What needs to be done »
List every row below that contains the word "sign". Case counts.

# start of Data entries

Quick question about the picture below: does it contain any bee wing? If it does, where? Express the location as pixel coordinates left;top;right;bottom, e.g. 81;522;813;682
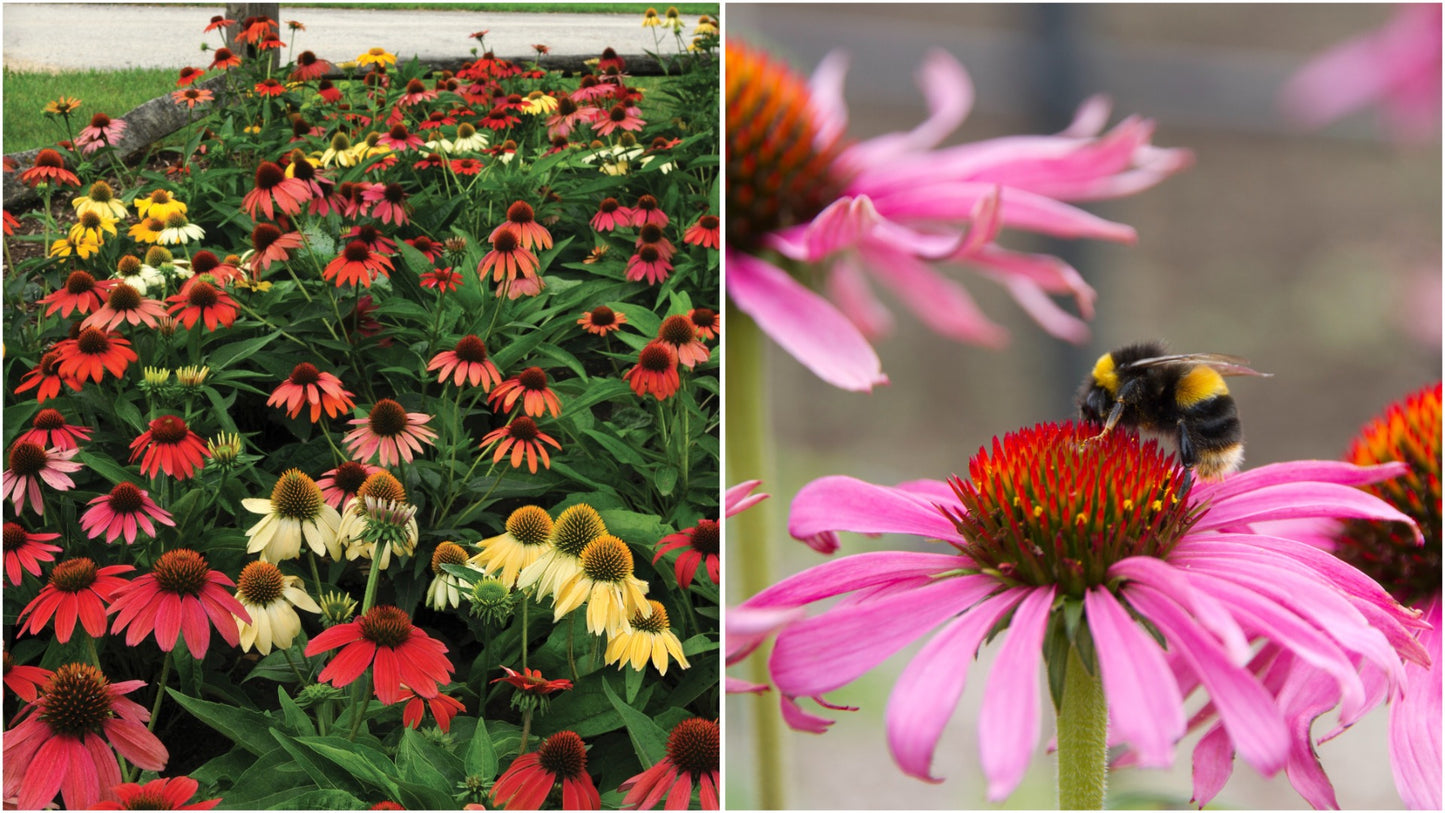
1129;352;1274;378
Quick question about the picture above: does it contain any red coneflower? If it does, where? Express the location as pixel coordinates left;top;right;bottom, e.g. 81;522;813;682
623;341;682;401
342;399;436;466
617;718;721;810
4;523;61;589
682;215;723;248
426;334;501;393
590;198;633;231
16;556;134;644
38;271;116;316
491;731;603;810
110;547;251;658
20;149;81;186
306;605;452;705
14;347;81;404
166;279;237;331
56;328;139;383
657;316;712;370
241;161;312;219
207;48;241;71
361;183;412;225
481;414;562;474
477;228;542;282
487;367;562;417
627;244;672;284
266;361;355;423
321;240;392;287
91;777;221;810
130;414;210;479
16;409;91;451
4;663;171;810
577;305;627;336
81;481;176;544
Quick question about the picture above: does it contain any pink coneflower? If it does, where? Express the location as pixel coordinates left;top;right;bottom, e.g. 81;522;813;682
682;215;723;248
426;334;501;393
306;605;452;705
487;367;562;417
166;279;238;331
617;718;721;810
16;556;134;644
0;440;84;516
487;201;552;251
743;423;1423;801
344;399;436;466
623;341;682;401
250;222;302;279
588;198;633;231
491;731;603;810
91;777;221;810
657;316;712;370
110;547;251;658
725;38;1191;390
75;113;126;155
481;414;562;474
477;227;542;282
627;245;672;284
81;481;176;544
16;409;91;451
363;183;412;225
652;520;720;589
266;361;355;423
4;523;61;585
321;240;392;287
130;414;210;479
241;160;312;219
4;663;171;810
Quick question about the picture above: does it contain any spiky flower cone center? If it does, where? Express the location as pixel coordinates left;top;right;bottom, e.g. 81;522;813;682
152;547;211;595
631;599;672;635
727;42;842;251
432;542;467;573
236;562;286;607
578;536;633;582
272;469;325;523
256;160;286;191
150;414;191;445
40;663;111;739
507;505;552;546
1338;384;1441;604
552;503;607;557
668;718;721;777
944;423;1198;598
110;482;146;514
538;731;587;780
367;399;406;438
657;316;698;347
360;604;412;648
10;440;49;477
51;556;95;594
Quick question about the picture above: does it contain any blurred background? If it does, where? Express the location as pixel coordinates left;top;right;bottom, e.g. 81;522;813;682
724;3;1441;809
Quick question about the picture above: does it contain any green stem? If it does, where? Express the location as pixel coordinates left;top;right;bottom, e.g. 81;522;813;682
1058;647;1108;810
724;305;788;810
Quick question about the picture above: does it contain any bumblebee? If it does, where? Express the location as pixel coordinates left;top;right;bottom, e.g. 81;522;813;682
1078;342;1269;479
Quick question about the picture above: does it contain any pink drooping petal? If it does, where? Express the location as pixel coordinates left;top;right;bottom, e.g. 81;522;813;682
788;475;962;542
1084;588;1185;768
978;586;1055;801
887;588;1029;781
727;251;889;391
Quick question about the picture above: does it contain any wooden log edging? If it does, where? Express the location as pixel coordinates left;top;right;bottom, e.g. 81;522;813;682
4;53;708;209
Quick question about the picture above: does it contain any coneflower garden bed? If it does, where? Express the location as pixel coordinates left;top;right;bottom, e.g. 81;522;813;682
4;14;720;809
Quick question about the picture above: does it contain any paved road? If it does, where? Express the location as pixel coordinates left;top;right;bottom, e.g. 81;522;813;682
0;3;696;71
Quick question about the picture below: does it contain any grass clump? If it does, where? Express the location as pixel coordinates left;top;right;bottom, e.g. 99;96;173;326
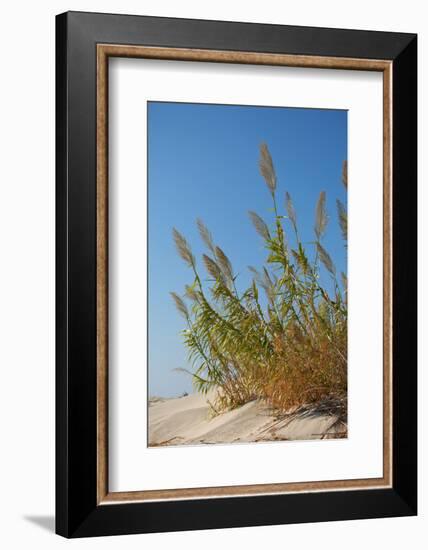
171;144;348;413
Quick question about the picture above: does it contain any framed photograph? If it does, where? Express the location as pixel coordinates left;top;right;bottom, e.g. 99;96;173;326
56;12;417;537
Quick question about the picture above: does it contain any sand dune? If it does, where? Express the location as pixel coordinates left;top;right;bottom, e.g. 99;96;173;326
149;394;346;446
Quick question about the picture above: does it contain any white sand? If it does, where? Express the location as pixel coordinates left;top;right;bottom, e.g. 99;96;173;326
149;394;346;446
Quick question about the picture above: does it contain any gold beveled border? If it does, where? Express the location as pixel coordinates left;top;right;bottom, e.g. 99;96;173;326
97;44;392;505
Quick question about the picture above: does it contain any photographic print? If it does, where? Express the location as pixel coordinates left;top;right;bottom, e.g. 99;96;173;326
147;101;348;447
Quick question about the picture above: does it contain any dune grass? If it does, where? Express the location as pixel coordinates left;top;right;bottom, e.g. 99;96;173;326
171;144;348;415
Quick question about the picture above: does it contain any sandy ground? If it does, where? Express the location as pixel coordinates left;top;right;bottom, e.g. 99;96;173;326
149;394;346;446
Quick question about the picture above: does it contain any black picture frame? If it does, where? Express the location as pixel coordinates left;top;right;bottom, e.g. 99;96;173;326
56;12;417;537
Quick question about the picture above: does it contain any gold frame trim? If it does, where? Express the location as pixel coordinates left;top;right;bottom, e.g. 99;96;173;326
97;44;392;505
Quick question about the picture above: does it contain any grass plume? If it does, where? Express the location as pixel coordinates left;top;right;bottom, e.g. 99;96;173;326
171;143;348;414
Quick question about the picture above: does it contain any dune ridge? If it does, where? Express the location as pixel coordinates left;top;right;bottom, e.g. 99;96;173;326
148;394;347;446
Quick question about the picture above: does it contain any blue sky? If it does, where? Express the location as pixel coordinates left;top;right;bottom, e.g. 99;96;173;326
148;102;347;397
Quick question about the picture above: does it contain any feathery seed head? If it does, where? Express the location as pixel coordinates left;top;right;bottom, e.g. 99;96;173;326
259;143;276;195
172;227;195;267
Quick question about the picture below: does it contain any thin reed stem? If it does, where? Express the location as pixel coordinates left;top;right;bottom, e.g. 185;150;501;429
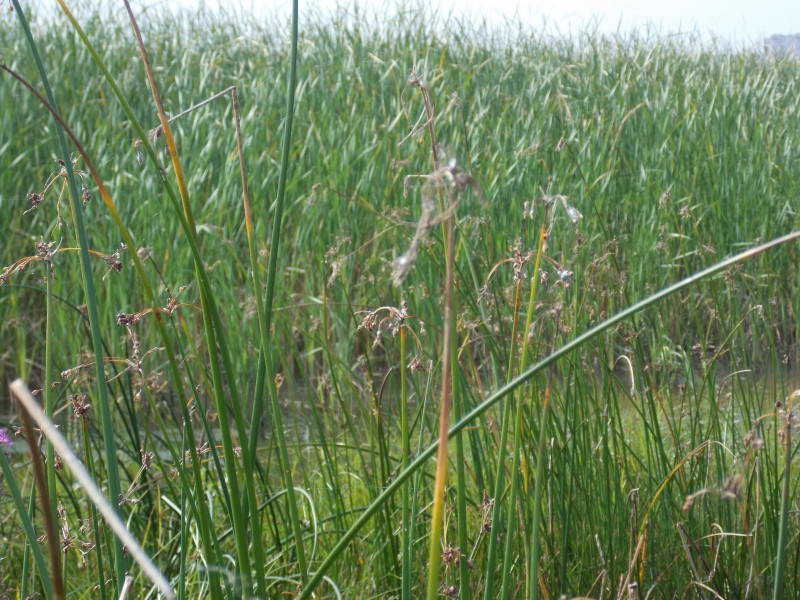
12;0;127;589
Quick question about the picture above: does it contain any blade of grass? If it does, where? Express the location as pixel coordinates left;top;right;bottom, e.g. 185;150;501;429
0;449;53;600
10;379;175;600
124;0;265;595
17;384;67;600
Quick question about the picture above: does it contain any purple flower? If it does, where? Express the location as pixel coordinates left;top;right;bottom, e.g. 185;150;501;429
0;427;14;446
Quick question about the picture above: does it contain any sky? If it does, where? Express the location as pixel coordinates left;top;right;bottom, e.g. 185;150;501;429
158;0;800;44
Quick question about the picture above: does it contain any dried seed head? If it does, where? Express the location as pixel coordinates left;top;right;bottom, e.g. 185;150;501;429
70;394;92;417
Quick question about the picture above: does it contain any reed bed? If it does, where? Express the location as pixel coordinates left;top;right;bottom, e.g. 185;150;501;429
0;0;800;600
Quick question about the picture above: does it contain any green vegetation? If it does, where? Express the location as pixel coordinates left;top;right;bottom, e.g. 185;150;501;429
0;0;800;600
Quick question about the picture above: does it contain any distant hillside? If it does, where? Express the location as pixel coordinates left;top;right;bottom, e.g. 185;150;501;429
765;33;800;56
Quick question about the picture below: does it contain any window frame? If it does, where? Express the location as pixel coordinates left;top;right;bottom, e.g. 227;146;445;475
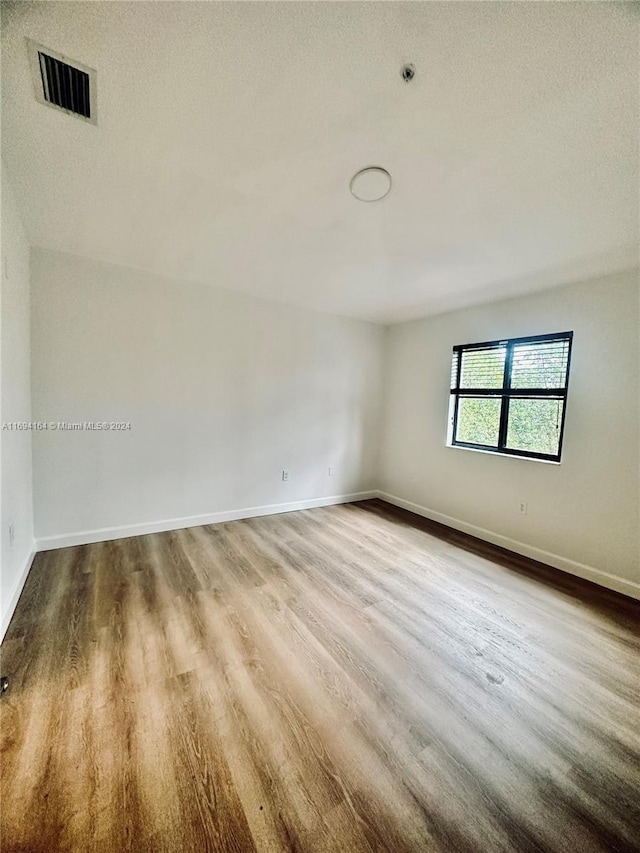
447;331;573;463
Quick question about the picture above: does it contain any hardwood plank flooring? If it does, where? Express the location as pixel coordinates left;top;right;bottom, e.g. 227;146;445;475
0;501;640;853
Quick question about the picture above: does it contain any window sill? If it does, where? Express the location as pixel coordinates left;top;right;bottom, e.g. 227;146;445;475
445;442;561;465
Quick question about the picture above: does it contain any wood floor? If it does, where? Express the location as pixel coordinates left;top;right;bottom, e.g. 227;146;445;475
0;501;640;853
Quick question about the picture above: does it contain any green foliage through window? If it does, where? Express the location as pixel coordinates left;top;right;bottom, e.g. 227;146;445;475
451;332;573;461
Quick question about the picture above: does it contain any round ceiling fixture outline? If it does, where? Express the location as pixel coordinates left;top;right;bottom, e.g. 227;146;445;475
400;62;416;83
349;166;392;202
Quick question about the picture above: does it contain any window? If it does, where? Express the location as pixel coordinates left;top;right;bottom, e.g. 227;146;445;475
448;332;573;462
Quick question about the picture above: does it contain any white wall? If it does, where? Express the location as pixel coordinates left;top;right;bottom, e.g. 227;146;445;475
380;272;640;597
31;249;384;547
0;166;34;640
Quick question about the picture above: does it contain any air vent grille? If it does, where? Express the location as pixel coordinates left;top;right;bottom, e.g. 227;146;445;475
38;50;91;118
27;39;98;124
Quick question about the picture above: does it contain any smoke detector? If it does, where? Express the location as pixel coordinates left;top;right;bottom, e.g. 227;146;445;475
349;166;391;201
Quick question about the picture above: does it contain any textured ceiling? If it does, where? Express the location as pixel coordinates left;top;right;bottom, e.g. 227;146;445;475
2;2;639;322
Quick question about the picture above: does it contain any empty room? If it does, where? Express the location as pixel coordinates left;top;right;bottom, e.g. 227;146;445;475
0;0;640;853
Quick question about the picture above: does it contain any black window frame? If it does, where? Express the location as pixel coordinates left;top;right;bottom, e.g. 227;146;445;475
450;332;573;462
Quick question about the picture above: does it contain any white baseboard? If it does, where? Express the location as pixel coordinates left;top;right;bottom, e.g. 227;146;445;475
378;491;640;599
0;542;37;643
36;491;378;551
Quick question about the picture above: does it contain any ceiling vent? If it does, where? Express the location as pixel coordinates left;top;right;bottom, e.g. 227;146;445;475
29;40;98;124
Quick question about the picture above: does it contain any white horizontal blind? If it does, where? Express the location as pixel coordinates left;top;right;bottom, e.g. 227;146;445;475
460;345;507;389
511;338;569;390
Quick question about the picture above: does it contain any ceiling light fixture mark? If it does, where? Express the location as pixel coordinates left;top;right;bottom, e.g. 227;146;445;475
349;166;391;202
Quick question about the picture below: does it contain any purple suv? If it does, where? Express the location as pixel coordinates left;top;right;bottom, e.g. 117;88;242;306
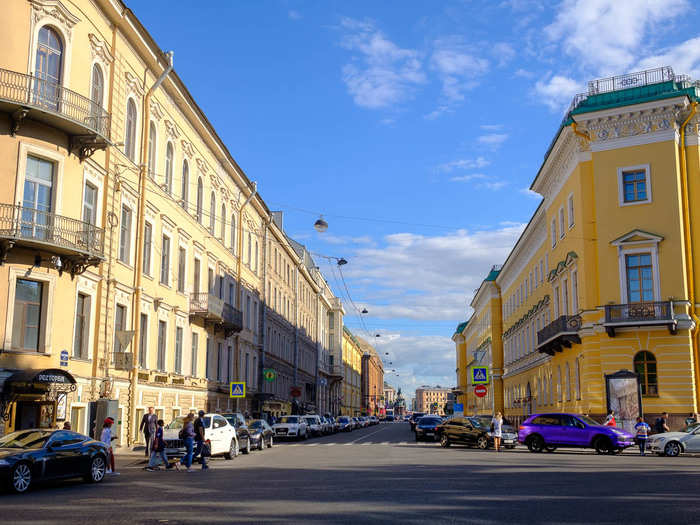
518;414;634;454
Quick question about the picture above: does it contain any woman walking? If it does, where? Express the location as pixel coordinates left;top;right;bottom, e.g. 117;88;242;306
491;412;503;452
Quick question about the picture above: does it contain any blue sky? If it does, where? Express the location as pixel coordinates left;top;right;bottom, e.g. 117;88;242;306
128;0;700;397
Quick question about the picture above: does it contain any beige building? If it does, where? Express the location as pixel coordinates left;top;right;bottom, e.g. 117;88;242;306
415;386;452;416
0;0;343;445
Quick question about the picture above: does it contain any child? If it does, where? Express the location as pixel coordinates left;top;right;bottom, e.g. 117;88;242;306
100;417;119;476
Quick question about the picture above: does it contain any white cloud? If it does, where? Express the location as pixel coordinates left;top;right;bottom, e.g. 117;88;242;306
534;75;583;111
436;157;491;173
545;0;690;75
341;18;425;109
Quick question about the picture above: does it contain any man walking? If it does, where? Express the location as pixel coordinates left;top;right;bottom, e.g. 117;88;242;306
139;407;158;457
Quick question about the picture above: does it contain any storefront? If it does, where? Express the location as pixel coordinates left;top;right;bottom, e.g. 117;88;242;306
0;368;77;432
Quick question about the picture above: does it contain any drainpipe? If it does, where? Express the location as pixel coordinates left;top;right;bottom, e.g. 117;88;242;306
671;102;700;412
126;51;174;445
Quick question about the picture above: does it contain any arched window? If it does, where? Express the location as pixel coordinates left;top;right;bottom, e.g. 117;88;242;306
180;159;190;209
34;26;63;111
221;202;226;242
148;122;156;179
124;98;137;162
209;191;216;235
634;350;659;396
197;177;204;224
165;142;175;195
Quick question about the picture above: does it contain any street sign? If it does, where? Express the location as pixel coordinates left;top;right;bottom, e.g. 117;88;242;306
472;366;489;385
229;381;245;398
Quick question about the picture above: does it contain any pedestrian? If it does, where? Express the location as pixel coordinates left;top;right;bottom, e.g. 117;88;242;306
100;417;119;476
193;410;209;470
491;412;503;452
654;412;671;434
634;416;651;456
605;410;617;427
139;407;158;457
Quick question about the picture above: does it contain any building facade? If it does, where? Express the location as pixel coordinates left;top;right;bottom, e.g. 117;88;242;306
455;67;700;428
0;0;343;445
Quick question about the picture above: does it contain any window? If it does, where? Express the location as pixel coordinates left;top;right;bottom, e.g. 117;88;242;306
34;26;63;110
197;177;204;224
175;326;182;374
114;304;126;353
209;191;216;235
190;332;199;377
177;248;187;293
73;293;90;359
625;253;654;303
139;314;148;368
148;122;156;179
160;235;170;286
567;195;574;225
559;206;566;239
83;182;97;226
180;159;190;209
634;350;659;396
124;98;136;162
119;205;131;264
156;321;167;372
163;142;175;195
618;165;651;206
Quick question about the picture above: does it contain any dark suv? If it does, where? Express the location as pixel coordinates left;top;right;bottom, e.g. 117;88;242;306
518;414;634;454
221;412;251;454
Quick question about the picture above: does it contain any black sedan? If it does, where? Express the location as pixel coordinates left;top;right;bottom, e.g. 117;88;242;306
0;429;108;492
248;419;275;450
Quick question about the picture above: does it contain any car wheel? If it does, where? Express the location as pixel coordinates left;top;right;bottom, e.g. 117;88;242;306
664;441;683;458
593;437;613;454
85;456;107;483
527;435;544;452
10;463;32;494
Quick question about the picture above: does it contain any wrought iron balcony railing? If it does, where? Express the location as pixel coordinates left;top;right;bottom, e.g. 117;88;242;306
0;203;104;274
0;68;111;158
537;315;581;355
604;301;678;337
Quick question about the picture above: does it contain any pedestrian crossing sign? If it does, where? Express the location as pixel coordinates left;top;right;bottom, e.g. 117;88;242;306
229;381;245;398
472;366;489;385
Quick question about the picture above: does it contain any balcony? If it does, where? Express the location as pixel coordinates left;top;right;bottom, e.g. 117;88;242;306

# end of Data entries

Reply »
Quick question about the picture above: does it contain any street sign? If it does, where? Express the location as pixel coordinates left;top;right;bottom, e.g. 117;88;242;306
Quick question about the picture above: does it contain any pedestrian crossing sign? If it does, where? Express the location as pixel coordinates left;top;right;bottom, e.g. 117;88;242;306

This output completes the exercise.